• _Contour labeling entries_:
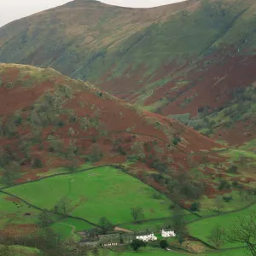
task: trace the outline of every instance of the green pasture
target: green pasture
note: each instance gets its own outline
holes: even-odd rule
[[[155,190],[112,167],[49,177],[6,191],[47,209],[54,209],[58,200],[66,196],[70,201],[69,214],[95,223],[103,216],[113,223],[131,222],[133,207],[143,207],[146,218],[171,215],[168,199],[154,199]]]
[[[199,218],[196,217],[195,214],[187,214],[184,217],[184,219],[187,222],[198,219]],[[138,223],[138,224],[124,224],[119,225],[119,227],[123,229],[126,229],[129,230],[136,231],[136,232],[143,232],[147,230],[152,230],[152,231],[158,231],[162,228],[167,227],[172,224],[172,218],[164,218],[164,219],[157,219],[157,220],[152,220],[152,221],[147,221],[143,223]]]
[[[0,251],[1,248],[3,246],[0,245]],[[22,246],[10,246],[9,248],[9,255],[14,255],[14,256],[36,256],[36,255],[42,255],[41,252],[37,249],[37,248],[32,248],[32,247],[22,247]],[[2,255],[2,254],[1,254]],[[3,254],[6,255],[6,254]]]
[[[194,223],[191,223],[188,225],[190,235],[195,236],[197,238],[201,239],[208,242],[209,244],[212,244],[211,241],[211,232],[213,228],[217,225],[220,225],[225,230],[229,230],[235,223],[238,217],[241,218],[248,218],[249,214],[252,212],[256,211],[256,205],[252,206],[247,209],[236,212],[227,213],[224,215],[219,215],[217,217],[204,218]],[[241,244],[229,244],[226,243],[224,245],[224,247],[239,247]]]
[[[0,230],[8,224],[34,224],[37,222],[38,211],[22,202],[15,205],[7,200],[7,195],[0,194]],[[30,213],[30,216],[26,216]]]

• _Aim of the task_: Reproduce the data above line for line, leaving out the picture.

• _Exercise output_:
task: trace the outline of every instance of the green pasture
target: green pasture
note: each instance gets its own outline
holes: even-odd rule
[[[155,190],[112,167],[49,177],[6,191],[47,209],[54,209],[58,200],[66,196],[70,201],[69,214],[95,223],[103,216],[113,223],[131,222],[133,207],[143,207],[146,218],[171,215],[168,199],[154,199]]]
[[[199,218],[196,217],[195,214],[187,214],[184,217],[184,219],[187,222],[198,219]],[[138,223],[138,224],[124,224],[119,225],[119,227],[123,229],[126,229],[129,230],[136,231],[136,232],[143,232],[147,230],[152,230],[152,231],[158,231],[162,228],[167,227],[172,224],[172,218],[164,218],[164,219],[157,219],[157,220],[152,220],[152,221],[147,221],[143,223]]]
[[[0,251],[1,248],[3,246],[0,245]],[[22,246],[10,246],[9,248],[9,255],[14,255],[14,256],[36,256],[36,255],[42,255],[41,252],[37,249],[37,248],[32,248],[32,247],[22,247]],[[2,255],[2,254],[1,254]],[[3,254],[6,255],[6,254]]]
[[[194,223],[191,223],[188,225],[190,235],[195,236],[197,238],[201,239],[208,242],[209,244],[212,244],[211,241],[211,232],[213,228],[217,225],[220,225],[225,230],[229,230],[235,223],[238,217],[241,218],[248,218],[249,214],[252,212],[256,211],[256,205],[252,206],[247,209],[236,212],[227,213],[224,215],[219,215],[217,217],[204,218]],[[241,244],[229,244],[226,243],[224,245],[224,247],[239,247]]]
[[[0,230],[8,224],[34,224],[37,222],[38,211],[22,202],[15,205],[7,200],[7,195],[0,194]],[[30,213],[30,216],[26,216]]]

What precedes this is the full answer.